— Excerpted data —
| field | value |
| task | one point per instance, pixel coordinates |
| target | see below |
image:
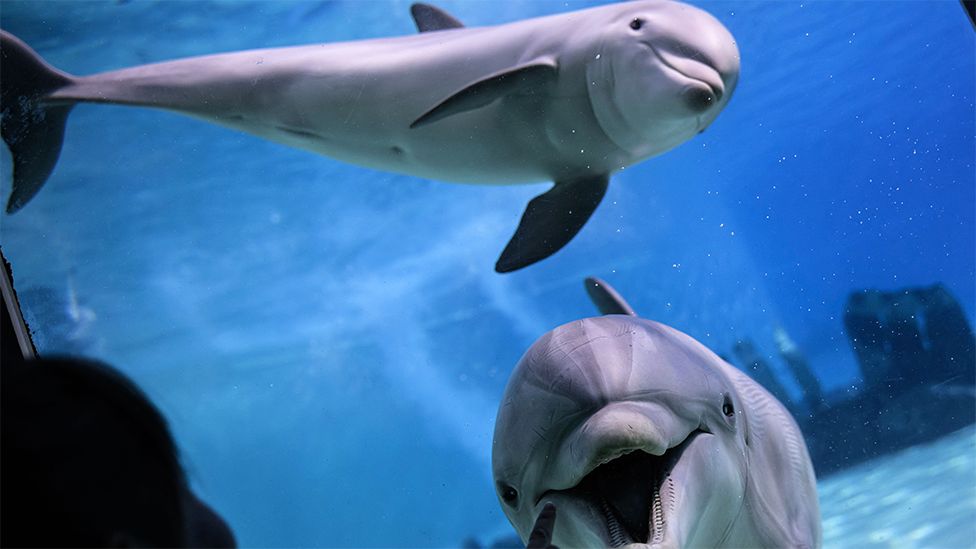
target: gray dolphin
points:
(642, 437)
(568, 98)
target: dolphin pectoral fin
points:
(431, 18)
(522, 80)
(541, 535)
(606, 299)
(551, 220)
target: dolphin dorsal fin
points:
(430, 18)
(606, 299)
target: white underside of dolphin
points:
(639, 436)
(568, 98)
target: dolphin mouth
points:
(633, 493)
(693, 67)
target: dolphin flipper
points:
(431, 18)
(521, 80)
(606, 299)
(551, 220)
(33, 130)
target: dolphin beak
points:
(694, 66)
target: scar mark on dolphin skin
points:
(299, 133)
(355, 103)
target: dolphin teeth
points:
(618, 534)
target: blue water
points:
(329, 343)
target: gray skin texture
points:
(618, 96)
(568, 98)
(735, 471)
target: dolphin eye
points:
(509, 494)
(727, 408)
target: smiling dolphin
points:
(642, 437)
(569, 98)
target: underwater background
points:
(330, 343)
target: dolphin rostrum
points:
(569, 98)
(642, 437)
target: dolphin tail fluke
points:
(31, 128)
(551, 220)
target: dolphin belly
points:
(568, 98)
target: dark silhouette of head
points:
(87, 460)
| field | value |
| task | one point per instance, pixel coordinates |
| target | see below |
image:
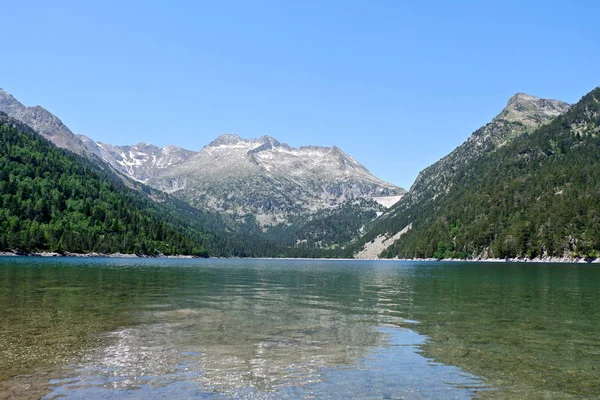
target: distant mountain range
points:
(527, 184)
(258, 185)
(261, 177)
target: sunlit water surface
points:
(271, 329)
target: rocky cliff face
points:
(41, 121)
(262, 177)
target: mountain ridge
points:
(259, 176)
(43, 122)
(522, 114)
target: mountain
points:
(263, 178)
(42, 122)
(141, 162)
(55, 200)
(436, 191)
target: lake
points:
(272, 329)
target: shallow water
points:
(129, 328)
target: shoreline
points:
(553, 260)
(87, 255)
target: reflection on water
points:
(296, 329)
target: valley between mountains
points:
(526, 185)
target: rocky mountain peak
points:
(530, 110)
(226, 139)
(42, 121)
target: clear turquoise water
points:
(135, 328)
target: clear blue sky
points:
(395, 84)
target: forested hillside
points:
(54, 200)
(538, 195)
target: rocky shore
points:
(98, 255)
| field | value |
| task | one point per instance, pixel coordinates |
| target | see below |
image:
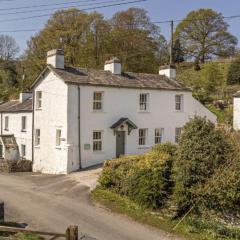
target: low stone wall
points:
(15, 166)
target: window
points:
(37, 137)
(142, 137)
(179, 102)
(58, 137)
(97, 100)
(97, 141)
(6, 123)
(38, 100)
(143, 101)
(177, 134)
(23, 150)
(24, 123)
(159, 135)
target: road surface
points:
(52, 203)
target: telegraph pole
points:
(171, 44)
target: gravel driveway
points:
(53, 202)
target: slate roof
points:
(125, 80)
(16, 106)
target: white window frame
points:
(179, 102)
(144, 102)
(38, 100)
(6, 123)
(37, 139)
(58, 137)
(23, 150)
(97, 102)
(97, 141)
(178, 132)
(24, 123)
(142, 136)
(159, 135)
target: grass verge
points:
(190, 228)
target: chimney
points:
(114, 66)
(55, 58)
(24, 96)
(169, 71)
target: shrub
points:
(146, 179)
(202, 149)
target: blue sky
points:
(159, 10)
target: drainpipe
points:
(79, 130)
(33, 115)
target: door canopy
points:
(122, 123)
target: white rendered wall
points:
(236, 113)
(118, 103)
(15, 128)
(47, 157)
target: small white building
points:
(82, 117)
(16, 128)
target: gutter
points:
(33, 114)
(79, 129)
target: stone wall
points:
(15, 166)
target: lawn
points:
(190, 228)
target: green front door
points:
(120, 143)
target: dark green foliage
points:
(147, 179)
(233, 76)
(202, 149)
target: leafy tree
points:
(202, 149)
(178, 54)
(204, 34)
(233, 76)
(8, 48)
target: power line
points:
(84, 9)
(49, 9)
(45, 5)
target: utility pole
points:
(171, 44)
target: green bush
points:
(202, 149)
(146, 179)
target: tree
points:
(204, 34)
(233, 76)
(178, 54)
(8, 47)
(202, 149)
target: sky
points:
(158, 10)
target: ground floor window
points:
(159, 135)
(142, 139)
(23, 150)
(178, 132)
(97, 140)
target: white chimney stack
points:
(24, 96)
(169, 71)
(114, 66)
(55, 58)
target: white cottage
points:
(82, 117)
(16, 128)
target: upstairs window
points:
(159, 135)
(6, 125)
(97, 141)
(97, 101)
(37, 137)
(24, 123)
(144, 101)
(142, 140)
(38, 99)
(58, 137)
(178, 132)
(178, 102)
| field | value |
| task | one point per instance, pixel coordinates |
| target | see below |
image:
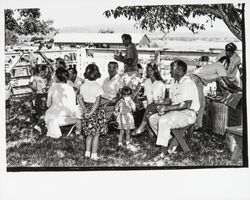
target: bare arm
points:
(121, 58)
(81, 102)
(95, 107)
(181, 106)
(228, 85)
(49, 99)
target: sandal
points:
(170, 151)
(137, 132)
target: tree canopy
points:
(25, 22)
(169, 17)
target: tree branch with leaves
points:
(168, 18)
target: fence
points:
(19, 63)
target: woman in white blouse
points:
(61, 102)
(154, 90)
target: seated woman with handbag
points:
(154, 90)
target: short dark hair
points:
(223, 58)
(154, 67)
(113, 63)
(39, 67)
(7, 74)
(92, 72)
(73, 69)
(180, 64)
(62, 74)
(127, 37)
(231, 47)
(126, 90)
(61, 62)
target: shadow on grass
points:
(26, 148)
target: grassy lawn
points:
(25, 148)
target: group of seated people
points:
(72, 100)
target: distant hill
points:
(95, 28)
(127, 28)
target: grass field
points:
(26, 148)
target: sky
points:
(90, 14)
(197, 184)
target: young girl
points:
(39, 84)
(123, 109)
(8, 93)
(94, 120)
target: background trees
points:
(169, 17)
(25, 22)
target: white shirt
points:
(63, 100)
(155, 90)
(90, 90)
(40, 83)
(111, 87)
(77, 84)
(232, 69)
(211, 72)
(8, 91)
(183, 91)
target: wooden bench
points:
(236, 132)
(179, 134)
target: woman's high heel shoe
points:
(137, 132)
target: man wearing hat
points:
(233, 63)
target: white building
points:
(98, 40)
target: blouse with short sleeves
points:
(155, 90)
(90, 90)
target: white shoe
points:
(94, 157)
(170, 151)
(38, 128)
(87, 154)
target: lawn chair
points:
(179, 137)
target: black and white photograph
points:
(107, 88)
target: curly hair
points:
(92, 72)
(180, 64)
(126, 90)
(157, 74)
(62, 74)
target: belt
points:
(203, 82)
(196, 112)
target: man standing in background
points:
(130, 59)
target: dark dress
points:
(97, 123)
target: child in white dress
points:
(123, 110)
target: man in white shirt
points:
(112, 84)
(74, 80)
(130, 59)
(182, 112)
(233, 63)
(208, 74)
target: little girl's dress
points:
(125, 117)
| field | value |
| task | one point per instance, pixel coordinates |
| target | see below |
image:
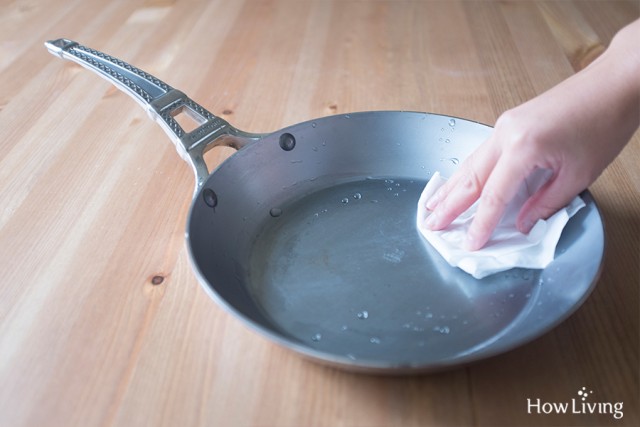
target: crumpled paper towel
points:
(507, 248)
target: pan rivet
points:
(209, 197)
(287, 142)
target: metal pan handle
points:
(162, 102)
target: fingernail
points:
(526, 225)
(432, 202)
(432, 221)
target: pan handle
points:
(163, 103)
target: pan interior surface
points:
(345, 271)
(315, 245)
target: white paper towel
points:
(507, 248)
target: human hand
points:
(573, 131)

— Exercise —
Print every entry above again without changing a word, and omit the pictures.

— Task solution —
| field | value |
| task | one point per instance, pixel coordinates |
| target | see below |
image:
target: gray dolphin
points:
(642, 437)
(568, 98)
target: dolphin pectoral fin
points:
(431, 18)
(522, 80)
(541, 535)
(606, 299)
(551, 220)
target: dolphin dorsal fin
points:
(430, 18)
(606, 299)
target: white underside of dolphin
points:
(639, 436)
(568, 98)
target: dolphin mouth
points:
(633, 493)
(693, 67)
target: dolphin flipper
points:
(431, 18)
(521, 80)
(606, 299)
(551, 220)
(33, 130)
target: dolphin beak
points:
(694, 66)
target: scar mark on dolphin skin
points:
(299, 133)
(355, 103)
target: dolphin teeth
points:
(618, 534)
target: blue water
points:
(329, 343)
target: gray skin texture
points:
(618, 96)
(568, 98)
(735, 471)
target: dolphin eye
points:
(509, 494)
(727, 408)
target: smiling dolphin
points:
(642, 437)
(569, 98)
target: underwater background
points:
(330, 343)
target: dolphin rostrum
points:
(569, 98)
(642, 437)
target: dolphin tail fluke
points:
(31, 128)
(551, 220)
target: dolphin belly
points:
(568, 98)
target: dark silhouette of head
points:
(87, 460)
| field | value |
| task | one point per instance, pixel coordinates |
| target | see below |
image:
target: distant mountain range
points:
(527, 184)
(258, 185)
(261, 177)
target: sunlit water surface
points:
(271, 329)
target: rocky cliff face
points:
(41, 121)
(262, 177)
target: mountain ridge
points:
(259, 176)
(43, 122)
(522, 114)
target: mountain
points:
(263, 178)
(42, 122)
(141, 162)
(55, 200)
(436, 191)
target: lake
points:
(272, 329)
target: shallow water
points:
(129, 328)
target: shoreline
points:
(553, 260)
(87, 255)
target: reflection on water
points:
(296, 329)
target: valley between mountains
points:
(526, 185)
target: rocky mountain peak
points:
(530, 110)
(226, 139)
(42, 121)
target: clear turquoise water
points:
(135, 328)
target: clear blue sky
points:
(395, 84)
target: forested hillside
points:
(54, 200)
(538, 195)
target: rocky shore
points:
(98, 255)
| field | value |
| task | one point per instance, pixel coordinates |
| target | see below |
image:
target: low stone wall
points:
(15, 166)
target: window
points:
(37, 137)
(142, 137)
(179, 102)
(58, 137)
(97, 100)
(97, 141)
(6, 123)
(38, 100)
(143, 101)
(177, 134)
(23, 150)
(24, 123)
(159, 135)
target: road surface
points:
(52, 203)
target: telegraph pole
points:
(171, 44)
target: gravel driveway
points:
(53, 202)
target: slate roof
points:
(125, 80)
(16, 106)
target: white window frame
points:
(179, 102)
(144, 102)
(38, 100)
(6, 123)
(37, 139)
(58, 137)
(23, 150)
(97, 102)
(97, 141)
(178, 132)
(24, 123)
(142, 136)
(159, 135)
target: grass verge
points:
(190, 228)
target: chimney
points:
(114, 66)
(55, 58)
(24, 96)
(169, 71)
target: shrub
points:
(146, 179)
(202, 149)
target: blue sky
points:
(159, 10)
target: drainpipe
points:
(79, 130)
(33, 115)
target: door canopy
points:
(122, 123)
target: white rendered wall
points:
(236, 113)
(118, 103)
(15, 128)
(47, 157)
target: small white building
points:
(82, 117)
(16, 128)
target: gutter
points:
(33, 114)
(79, 129)
target: stone wall
points:
(15, 166)
target: lawn
points:
(190, 228)
target: green front door
points:
(120, 143)
target: dark green foliage
points:
(147, 179)
(233, 76)
(202, 149)
target: leafy tree
points:
(202, 149)
(178, 54)
(204, 34)
(233, 76)
(8, 48)
target: power line
points:
(84, 9)
(49, 9)
(45, 5)
target: utility pole
points:
(171, 44)
target: green bush
points:
(202, 149)
(146, 179)
target: tree
points:
(204, 34)
(233, 76)
(178, 54)
(8, 47)
(202, 149)
target: sky
points:
(158, 10)
target: ground floor window
points:
(159, 135)
(142, 139)
(23, 150)
(178, 132)
(97, 140)
target: white chimney stack
points:
(24, 96)
(169, 71)
(114, 66)
(55, 58)
target: white cottage
points:
(82, 117)
(16, 128)
target: upstairs window
points:
(159, 135)
(6, 125)
(97, 141)
(97, 101)
(37, 137)
(24, 123)
(144, 101)
(142, 140)
(38, 99)
(58, 137)
(178, 132)
(178, 102)
| field | value |
| task | one point per instance, pixel coordinates |
| target | see below |
image:
target: bare arm
points:
(121, 58)
(81, 102)
(95, 107)
(181, 106)
(228, 85)
(49, 99)
target: sandal
points:
(170, 151)
(137, 132)
target: tree canopy
points:
(25, 22)
(169, 17)
target: tree branch with leaves
points:
(168, 18)
target: fence
points:
(19, 63)
target: woman in white blouse
points:
(61, 102)
(154, 90)
target: seated woman with handbag
points:
(154, 90)
target: short dark hair
points:
(223, 58)
(154, 67)
(113, 63)
(39, 67)
(7, 74)
(92, 72)
(73, 69)
(180, 64)
(62, 74)
(127, 37)
(231, 47)
(126, 90)
(61, 62)
target: shadow on grass
points:
(26, 148)
target: grassy lawn
points:
(25, 148)
target: group of seated people
points:
(72, 100)
target: distant hill
points:
(95, 28)
(127, 28)
target: grass field
points:
(26, 148)
target: sky
points:
(90, 14)
(197, 184)
target: young girl
points:
(39, 84)
(123, 109)
(8, 93)
(94, 120)
target: background trees
points:
(169, 17)
(25, 22)
target: white shirt
points:
(63, 100)
(155, 90)
(90, 90)
(40, 83)
(111, 87)
(77, 84)
(232, 69)
(211, 72)
(8, 91)
(183, 91)
target: wooden bench
points:
(236, 132)
(179, 134)
target: woman's high heel shoe
points:
(137, 132)
target: man wearing hat
points:
(233, 63)
target: white building
points:
(98, 40)
target: blouse with short sleeves
points:
(155, 90)
(90, 90)
target: white shoe
points:
(94, 157)
(170, 151)
(38, 128)
(87, 154)
target: lawn chair
points:
(179, 137)
target: black and white photograph
points:
(107, 88)
target: curly hair
points:
(92, 72)
(180, 64)
(126, 90)
(157, 74)
(62, 74)
target: belt
points:
(203, 82)
(196, 112)
target: man standing in background
points:
(130, 59)
target: dark dress
points:
(97, 123)
target: child in white dress
points:
(123, 110)
target: man in white shirt
points:
(112, 84)
(74, 80)
(130, 59)
(182, 112)
(233, 63)
(208, 74)
target: little girl's dress
points:
(125, 117)
| field | value |
| task | one point per instance, pixel coordinates |
| target | see below |
image:
target: crumpled paper towel
points:
(507, 248)
target: pan rivet
points:
(209, 197)
(287, 142)
target: metal pan handle
points:
(162, 102)
target: fingernail
points:
(526, 225)
(432, 202)
(432, 221)
target: pan handle
points:
(163, 103)
target: pan interior surface
points:
(345, 271)
(315, 245)
target: white paper towel
points:
(507, 248)
target: human hand
points:
(573, 131)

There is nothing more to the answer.